**SET PROBLEM**
The entries below are to be transcribed in full, without their images.

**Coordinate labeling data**
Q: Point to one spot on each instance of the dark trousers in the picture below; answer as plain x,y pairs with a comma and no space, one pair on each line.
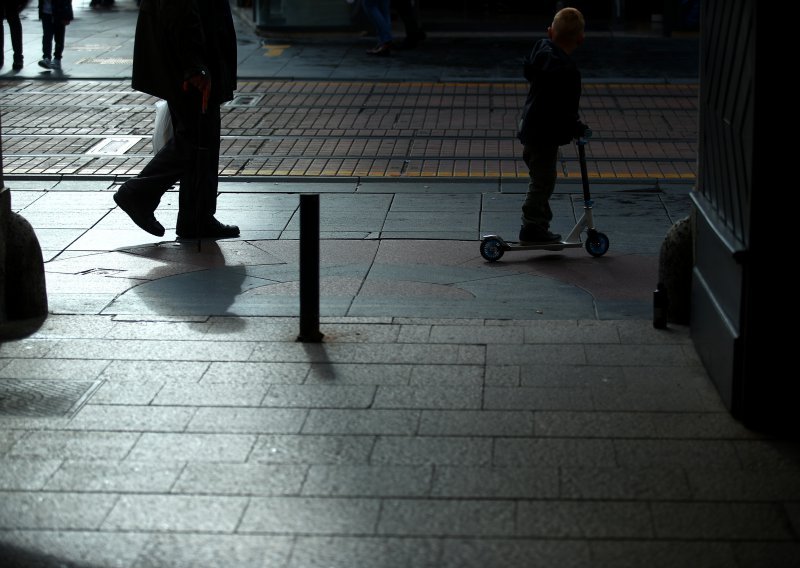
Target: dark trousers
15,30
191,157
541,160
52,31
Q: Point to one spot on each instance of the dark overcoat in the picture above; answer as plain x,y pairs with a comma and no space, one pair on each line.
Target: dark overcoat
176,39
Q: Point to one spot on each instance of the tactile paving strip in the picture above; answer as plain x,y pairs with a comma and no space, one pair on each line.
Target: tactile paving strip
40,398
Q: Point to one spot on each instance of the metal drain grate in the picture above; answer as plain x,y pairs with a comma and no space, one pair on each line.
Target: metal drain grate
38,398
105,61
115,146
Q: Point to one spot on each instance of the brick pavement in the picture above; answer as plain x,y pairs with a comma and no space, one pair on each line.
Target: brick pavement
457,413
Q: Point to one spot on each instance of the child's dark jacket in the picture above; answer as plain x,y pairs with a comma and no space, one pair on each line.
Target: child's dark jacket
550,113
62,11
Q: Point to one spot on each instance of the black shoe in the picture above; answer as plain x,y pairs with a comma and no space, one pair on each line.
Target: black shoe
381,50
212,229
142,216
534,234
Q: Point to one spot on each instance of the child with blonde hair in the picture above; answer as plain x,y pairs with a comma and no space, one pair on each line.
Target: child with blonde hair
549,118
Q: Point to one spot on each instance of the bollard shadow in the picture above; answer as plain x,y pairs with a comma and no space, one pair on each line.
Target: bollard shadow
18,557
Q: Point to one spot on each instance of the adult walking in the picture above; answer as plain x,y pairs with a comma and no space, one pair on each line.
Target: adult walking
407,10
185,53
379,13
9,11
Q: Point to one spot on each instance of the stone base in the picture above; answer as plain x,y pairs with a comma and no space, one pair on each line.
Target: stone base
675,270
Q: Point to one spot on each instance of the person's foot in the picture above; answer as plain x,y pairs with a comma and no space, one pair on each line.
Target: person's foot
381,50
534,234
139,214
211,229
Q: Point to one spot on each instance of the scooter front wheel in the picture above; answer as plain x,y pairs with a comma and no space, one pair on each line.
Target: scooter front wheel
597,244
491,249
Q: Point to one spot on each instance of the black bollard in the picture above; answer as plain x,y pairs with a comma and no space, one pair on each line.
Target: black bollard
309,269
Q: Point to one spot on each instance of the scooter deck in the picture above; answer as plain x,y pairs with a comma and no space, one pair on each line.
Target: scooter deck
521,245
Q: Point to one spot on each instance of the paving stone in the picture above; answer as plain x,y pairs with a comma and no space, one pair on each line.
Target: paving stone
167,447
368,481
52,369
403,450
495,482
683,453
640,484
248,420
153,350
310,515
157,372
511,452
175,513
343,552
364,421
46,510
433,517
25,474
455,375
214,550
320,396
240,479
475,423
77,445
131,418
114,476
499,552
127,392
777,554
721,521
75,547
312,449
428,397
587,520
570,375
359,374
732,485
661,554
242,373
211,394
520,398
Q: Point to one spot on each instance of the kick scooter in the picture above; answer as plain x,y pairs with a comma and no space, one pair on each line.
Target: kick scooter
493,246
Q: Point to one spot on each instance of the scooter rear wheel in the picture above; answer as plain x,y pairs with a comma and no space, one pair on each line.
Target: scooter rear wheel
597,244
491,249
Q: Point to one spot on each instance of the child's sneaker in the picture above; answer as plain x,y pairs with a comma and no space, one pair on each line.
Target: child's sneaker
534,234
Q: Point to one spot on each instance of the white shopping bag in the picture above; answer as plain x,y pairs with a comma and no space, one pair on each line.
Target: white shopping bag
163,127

**FINISHED EXERCISE**
Q: Point to one spot on each instance of the dark trousers in the picture below; answer as plain x,y pairs with a comma and no space, one pair on each line.
Target: dark trousers
15,30
191,157
541,160
52,31
Q: Point to one spot on each instance of the dark overcoat in the picture above; answer as plain x,y pairs with a comma and no space, one pair on each line.
Target: dark overcoat
176,39
Q: Point to one spot on each instance of the tactile paving strip in the picture above; answer as plain x,y pairs with a comma and no space, one pair on each line.
Target: tactile paving strip
40,398
Q: Point to one spot on each instance of the metal drain grate in the picture above; answer as plain x,y pairs with a comma and no space, one pair on each line.
Target: metal drain grate
38,398
105,61
115,146
Q: Point to one spot on each instance of the brick pavement in the picture above; answer as plain x,y pairs with a comma and no space, one pair on each line.
Target: brick pavement
457,413
Q: Point to one spot on each instance of the child's dark jacket in the picture above; answer as plain x,y pairs with a comma and no space, one pair on each line.
Target: child's dark jacket
550,113
62,11
Q: Point to one spot on each instance of the black shoe in the picture above; answer as plain x,y pairs with a comma and no space, one pair on each line.
Target: black shoe
381,50
212,229
142,216
534,234
Q: Point to one spot on each instance of the child with blonde hair in the picture above; answer as plain x,y pairs with a comma and no space, one pair on each line.
Target: child with blonde hair
549,118
Q: Point to one spot on each instance of the bollard shadow in the picture above; answer as plain x,y pairs with a comma and no space, one pair on each line.
Target: bollard shadow
18,557
Q: Point to one spot on each instance of the adult walking in the picture above; answer as plain x,y pairs with a comma and no space, one pair on each line.
Target: adult walking
407,10
185,53
379,13
9,11
Q: Point to one spot on each instance of the stone base in the picture above; answer as plain x,y pairs with a comma and no space, one pair on each line.
Target: stone base
675,270
Q: Point to one spot on each instance of the person's foot in the picture above; answer as plain x,y pairs with a comma and no space, one pair on each line.
Target: person's foot
381,50
534,234
139,214
211,229
Q: Point to one spot on each instance of the scooter front wheel in the picture above; answer as plain x,y pairs with a comma and no space, one pair on each line.
Target: scooter front wheel
597,244
491,249
Q: Point to one spot on each instance of the black bollard in the picture above; answer as plain x,y pairs with a comma and no space, one pair on each line.
Target: black bollard
309,269
Q: Point to one spot on each instance of the scooter deck in the picture above; answer as plain x,y pairs with a comma and no space, one pair on each line.
Target: scooter deck
521,245
Q: Point to one spot on each instance of the paving stone in the picture above; answer as plain x,y pairs with a comma and no space, one pair on each line.
Target: paving stone
167,447
368,481
52,369
403,450
495,482
683,453
640,484
248,420
153,350
310,515
157,372
511,452
175,513
343,552
364,421
46,510
433,517
25,474
455,375
214,550
320,396
240,479
475,423
77,445
131,418
114,476
499,552
127,392
777,554
721,521
75,547
312,449
428,397
587,520
570,375
359,374
732,485
661,554
242,373
211,394
520,398
Q: Point to one spot on each instance of the kick scooter in the picture above; answer as plain x,y pairs with a comma and no space, one pair on each line.
Target: kick scooter
493,246
Q: Point to one spot on each instance of the scooter rear wheel in the picture above; answer as plain x,y pairs with a comma and no space, one pair on each line.
Target: scooter rear wheel
597,244
491,249
Q: Point to one spot on each instance of the child's sneaker in the picture above; answer as plain x,y pairs with a comma and no space, one pair on each line.
Target: child's sneaker
534,234
Q: Point to one spot on each instance of the white shopping bag in the picture above; answer as plain x,y pairs with a comma and no space, one pair on each line.
Target: white shopping bag
163,127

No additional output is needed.